To be clear, it is not the responsibility of patients in Virginia to prevent medical malpractice. Hospitals and clinics have an entire team of trained professionals to ensure this never happens, and you also pay good money to ensure it does not. However, medical professionals, like anyone else, make mistakes.
Because of this, it is recommended that you take a few extra steps to ensure your doctor gets the job done right the first time. To this end, the Agency for Healthcare Research and Quality provides several tips you can use. Here are a few.
1. Double check prescriptions
When your doctor writes a prescription for you, always ensure you can read it. This way you can correct any misunderstandings with the pharmacist when you arrive. Upon collecting your medication, confirm with the pharmacist that this was the medication your doctor prescribed and compare the label with the name provided by your doctor.
2. Ask medical practitioners to wash their hands
Because people specifically visit hospitals when they are ill, it can be a breeding ground for infections. To reduce your likelihood of infection, before any health care workers touch you, ensure they have washed their hands. If there is a sanitization station in your room, encourage them to use it.

### Provided data

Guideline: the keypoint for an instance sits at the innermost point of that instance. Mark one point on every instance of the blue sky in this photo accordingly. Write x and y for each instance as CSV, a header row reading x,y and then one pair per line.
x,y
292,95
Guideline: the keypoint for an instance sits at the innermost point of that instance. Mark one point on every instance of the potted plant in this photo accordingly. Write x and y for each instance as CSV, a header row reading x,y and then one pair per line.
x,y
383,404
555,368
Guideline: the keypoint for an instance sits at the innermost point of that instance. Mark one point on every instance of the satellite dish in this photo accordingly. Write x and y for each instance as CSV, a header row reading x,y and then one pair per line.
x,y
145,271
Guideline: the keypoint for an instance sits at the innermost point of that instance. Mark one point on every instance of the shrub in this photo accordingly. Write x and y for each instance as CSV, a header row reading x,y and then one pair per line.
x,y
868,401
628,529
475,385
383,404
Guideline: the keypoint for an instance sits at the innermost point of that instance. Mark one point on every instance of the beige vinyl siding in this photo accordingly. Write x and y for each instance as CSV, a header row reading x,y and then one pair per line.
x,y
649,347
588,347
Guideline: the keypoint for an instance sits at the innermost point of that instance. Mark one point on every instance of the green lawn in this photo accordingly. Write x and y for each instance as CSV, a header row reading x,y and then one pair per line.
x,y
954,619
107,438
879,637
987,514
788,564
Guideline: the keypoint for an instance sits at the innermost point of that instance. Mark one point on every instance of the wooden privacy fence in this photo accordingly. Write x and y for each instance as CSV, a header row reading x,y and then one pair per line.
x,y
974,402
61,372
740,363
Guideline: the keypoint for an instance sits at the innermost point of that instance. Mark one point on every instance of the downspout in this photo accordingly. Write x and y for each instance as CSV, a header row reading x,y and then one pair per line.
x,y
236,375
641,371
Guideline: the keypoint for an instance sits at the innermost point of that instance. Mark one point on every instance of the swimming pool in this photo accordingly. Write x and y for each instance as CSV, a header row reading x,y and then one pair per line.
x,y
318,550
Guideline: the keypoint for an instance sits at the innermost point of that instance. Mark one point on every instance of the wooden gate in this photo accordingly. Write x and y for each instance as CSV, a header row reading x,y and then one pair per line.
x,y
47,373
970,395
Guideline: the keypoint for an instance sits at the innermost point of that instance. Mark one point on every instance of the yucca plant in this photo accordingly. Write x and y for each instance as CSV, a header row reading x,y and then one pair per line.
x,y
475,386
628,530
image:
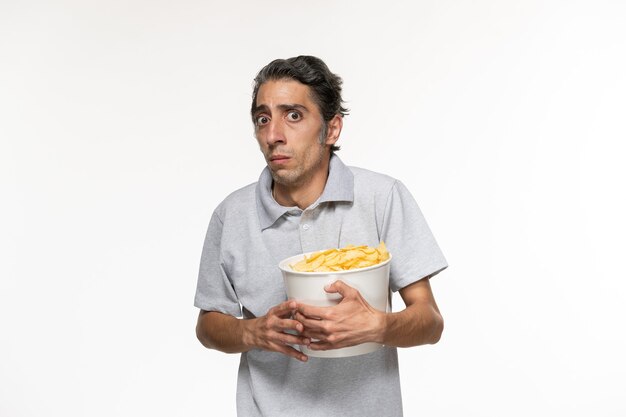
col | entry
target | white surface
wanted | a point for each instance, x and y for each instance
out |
(308, 287)
(124, 123)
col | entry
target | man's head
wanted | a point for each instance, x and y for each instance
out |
(324, 86)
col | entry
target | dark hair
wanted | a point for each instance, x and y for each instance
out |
(313, 72)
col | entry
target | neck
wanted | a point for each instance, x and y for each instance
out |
(302, 195)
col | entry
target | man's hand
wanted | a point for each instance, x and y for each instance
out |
(351, 322)
(268, 332)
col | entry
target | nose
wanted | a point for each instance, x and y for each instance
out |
(275, 132)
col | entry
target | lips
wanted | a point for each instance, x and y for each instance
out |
(279, 159)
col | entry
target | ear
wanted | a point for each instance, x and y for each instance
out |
(334, 130)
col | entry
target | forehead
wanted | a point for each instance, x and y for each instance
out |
(275, 93)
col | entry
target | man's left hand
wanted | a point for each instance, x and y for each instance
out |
(351, 322)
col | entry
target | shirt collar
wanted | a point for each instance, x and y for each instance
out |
(339, 187)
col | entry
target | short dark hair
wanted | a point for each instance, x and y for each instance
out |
(313, 72)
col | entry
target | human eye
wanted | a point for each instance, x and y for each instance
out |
(262, 120)
(294, 116)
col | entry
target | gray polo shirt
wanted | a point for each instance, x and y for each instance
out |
(249, 233)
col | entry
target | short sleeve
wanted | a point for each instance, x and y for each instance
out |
(408, 238)
(214, 291)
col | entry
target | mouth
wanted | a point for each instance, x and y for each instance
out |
(279, 159)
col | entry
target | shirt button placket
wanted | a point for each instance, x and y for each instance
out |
(306, 236)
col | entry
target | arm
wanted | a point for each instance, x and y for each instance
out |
(231, 335)
(354, 321)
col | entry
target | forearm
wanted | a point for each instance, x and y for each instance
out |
(223, 332)
(418, 324)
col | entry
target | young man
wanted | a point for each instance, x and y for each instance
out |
(306, 200)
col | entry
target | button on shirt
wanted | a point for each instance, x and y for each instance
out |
(250, 233)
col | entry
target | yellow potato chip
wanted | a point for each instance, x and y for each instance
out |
(348, 257)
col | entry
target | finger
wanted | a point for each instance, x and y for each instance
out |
(340, 287)
(288, 324)
(322, 345)
(291, 339)
(310, 323)
(284, 309)
(313, 312)
(289, 351)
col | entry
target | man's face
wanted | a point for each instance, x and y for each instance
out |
(288, 126)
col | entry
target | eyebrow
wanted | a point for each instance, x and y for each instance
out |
(284, 107)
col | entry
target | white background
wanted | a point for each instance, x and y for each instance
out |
(124, 123)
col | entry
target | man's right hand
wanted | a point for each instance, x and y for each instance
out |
(229, 334)
(269, 332)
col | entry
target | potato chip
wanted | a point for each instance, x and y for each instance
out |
(349, 257)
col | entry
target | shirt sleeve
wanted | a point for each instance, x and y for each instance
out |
(214, 291)
(415, 253)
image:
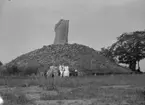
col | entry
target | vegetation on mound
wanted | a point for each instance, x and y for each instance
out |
(83, 58)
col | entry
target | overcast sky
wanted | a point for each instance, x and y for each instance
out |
(26, 25)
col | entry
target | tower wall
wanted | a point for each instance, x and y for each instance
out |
(61, 32)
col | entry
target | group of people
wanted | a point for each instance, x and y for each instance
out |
(61, 70)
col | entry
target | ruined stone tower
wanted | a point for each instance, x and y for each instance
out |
(61, 32)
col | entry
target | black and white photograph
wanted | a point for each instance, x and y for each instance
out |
(72, 52)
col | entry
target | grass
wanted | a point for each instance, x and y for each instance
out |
(86, 87)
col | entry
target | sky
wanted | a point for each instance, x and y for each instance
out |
(26, 25)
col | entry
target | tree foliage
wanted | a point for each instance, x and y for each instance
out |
(130, 48)
(1, 63)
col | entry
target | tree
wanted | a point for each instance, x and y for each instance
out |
(1, 63)
(130, 48)
(108, 53)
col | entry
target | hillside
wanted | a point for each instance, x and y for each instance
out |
(77, 56)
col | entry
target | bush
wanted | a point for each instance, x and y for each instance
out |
(13, 70)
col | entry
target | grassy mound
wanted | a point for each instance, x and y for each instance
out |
(81, 57)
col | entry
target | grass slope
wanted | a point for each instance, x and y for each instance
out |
(77, 56)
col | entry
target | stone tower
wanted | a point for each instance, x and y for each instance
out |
(61, 32)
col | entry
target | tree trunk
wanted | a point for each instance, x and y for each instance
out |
(138, 66)
(132, 65)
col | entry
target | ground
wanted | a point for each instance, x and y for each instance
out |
(88, 90)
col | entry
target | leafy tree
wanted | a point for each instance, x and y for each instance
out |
(108, 53)
(130, 48)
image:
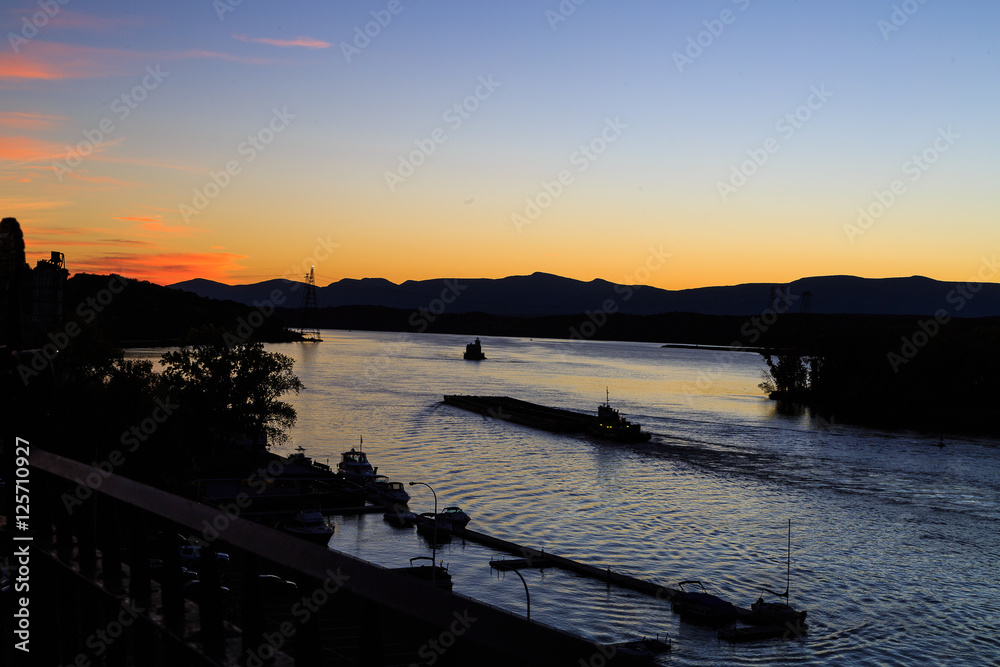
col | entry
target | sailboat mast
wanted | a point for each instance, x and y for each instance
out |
(788, 565)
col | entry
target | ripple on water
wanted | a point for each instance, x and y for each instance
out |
(895, 542)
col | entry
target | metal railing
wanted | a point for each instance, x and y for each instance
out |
(110, 586)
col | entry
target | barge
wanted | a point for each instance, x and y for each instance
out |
(607, 424)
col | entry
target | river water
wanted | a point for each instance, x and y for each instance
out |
(895, 539)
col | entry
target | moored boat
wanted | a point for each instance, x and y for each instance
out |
(434, 574)
(400, 519)
(433, 525)
(311, 526)
(381, 491)
(355, 467)
(474, 351)
(778, 613)
(701, 607)
(455, 516)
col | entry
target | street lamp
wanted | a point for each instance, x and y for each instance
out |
(434, 537)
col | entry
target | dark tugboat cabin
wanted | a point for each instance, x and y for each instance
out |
(474, 351)
(609, 424)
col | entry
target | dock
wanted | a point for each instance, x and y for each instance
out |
(529, 558)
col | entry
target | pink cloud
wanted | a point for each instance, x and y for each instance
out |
(165, 268)
(29, 121)
(305, 42)
(55, 61)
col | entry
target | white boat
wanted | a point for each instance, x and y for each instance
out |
(400, 519)
(455, 516)
(433, 525)
(355, 467)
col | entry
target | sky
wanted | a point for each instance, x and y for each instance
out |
(675, 144)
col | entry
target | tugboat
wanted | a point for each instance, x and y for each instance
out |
(474, 351)
(435, 575)
(611, 425)
(355, 467)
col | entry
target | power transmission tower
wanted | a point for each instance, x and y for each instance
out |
(309, 321)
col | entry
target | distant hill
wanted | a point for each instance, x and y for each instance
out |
(146, 313)
(543, 294)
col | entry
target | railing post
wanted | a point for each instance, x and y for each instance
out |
(210, 604)
(251, 612)
(110, 543)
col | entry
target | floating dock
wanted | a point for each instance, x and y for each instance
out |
(536, 558)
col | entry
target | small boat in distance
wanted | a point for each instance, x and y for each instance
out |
(611, 425)
(474, 351)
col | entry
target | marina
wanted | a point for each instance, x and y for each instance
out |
(878, 515)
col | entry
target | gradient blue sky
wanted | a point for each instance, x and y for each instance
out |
(655, 190)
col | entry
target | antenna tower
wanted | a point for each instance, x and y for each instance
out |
(310, 311)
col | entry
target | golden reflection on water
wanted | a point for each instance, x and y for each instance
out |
(879, 529)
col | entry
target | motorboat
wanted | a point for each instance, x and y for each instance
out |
(455, 516)
(431, 525)
(474, 351)
(436, 575)
(354, 466)
(383, 492)
(311, 526)
(400, 519)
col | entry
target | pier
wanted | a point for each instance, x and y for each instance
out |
(93, 565)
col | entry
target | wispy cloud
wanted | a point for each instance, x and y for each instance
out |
(304, 42)
(68, 20)
(53, 61)
(165, 268)
(13, 206)
(20, 120)
(138, 218)
(153, 224)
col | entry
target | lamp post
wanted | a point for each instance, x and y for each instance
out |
(527, 596)
(434, 538)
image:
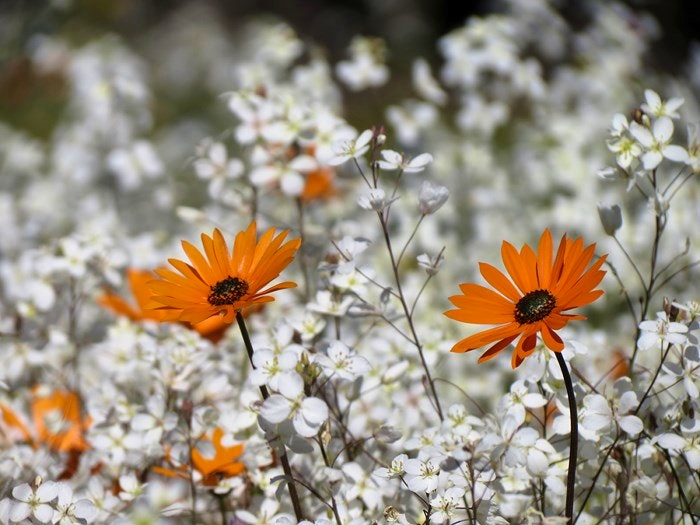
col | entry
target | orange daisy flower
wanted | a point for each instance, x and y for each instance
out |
(224, 463)
(57, 422)
(213, 328)
(219, 282)
(532, 301)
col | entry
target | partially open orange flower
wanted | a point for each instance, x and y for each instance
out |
(212, 328)
(138, 280)
(319, 185)
(219, 282)
(224, 463)
(532, 301)
(57, 422)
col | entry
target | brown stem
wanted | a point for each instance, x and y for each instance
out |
(294, 495)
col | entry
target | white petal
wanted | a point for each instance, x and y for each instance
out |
(651, 159)
(693, 457)
(675, 153)
(537, 463)
(47, 491)
(642, 135)
(628, 401)
(85, 509)
(363, 139)
(43, 513)
(631, 424)
(20, 512)
(314, 410)
(595, 421)
(275, 409)
(419, 162)
(304, 428)
(22, 492)
(652, 98)
(534, 400)
(663, 129)
(291, 385)
(264, 175)
(671, 441)
(392, 157)
(142, 422)
(65, 494)
(691, 388)
(292, 183)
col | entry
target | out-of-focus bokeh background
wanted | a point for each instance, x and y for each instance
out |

### Activity list
1. According to the malpractice-prevention tips, why should patients make sure health care workers wash their hands before touching them?
2. Quote the part of the malpractice-prevention tips that opens with the words containing "To be clear, it" and closes with "else, make mistakes.".
3. Write what comes next in the malpractice-prevention tips, picking up after their last sentence.
The material comes from a separate source and has no connection to the text.

### Solved tasks
1. People go to hospitals specifically when they are ill, so hospitals can become breeding grounds for infections. Making sure health care workers have washed their hands before touching you lowers your likelihood of infection.

2.
To be clear, it is not the responsibility of patients in Virginia to prevent medical malpractice. Hospitals and clinics have an entire team of trained professionals to ensure this never happens, and you also pay good money to ensure it does not. However, medical professionals, like anyone else, make mistakes.

3.
3. Get autographed by your doctor
This is not as glamorous as it sounds. It is standard industry practice for your surgeon to initial the site he will operate on, before surgery. Be sure to check he or she initials on the correct area and on the correct side. If your surgeon does not show up voluntarily to do this before surgery, request that he or she comes to the room.
4. Bring an advocate
It may be easier to safeguard yourself against medical errors if you have a family member or friend to accompany you. It is reasonable to conclude that this person offers a second pair of eyes and ears in case things go wrong, and may be able to speak up on your behalf if you are unable to do so yourself.
During hospital care, one in seven patients become a victim of medical error. While proper communication does not eliminate every malpractice possibility, it may help to make it less likely. Remember to speak up, ask questions and bring someone with you who can.
This information is provided for educational purposes only and is not to be interpreted as legal advice.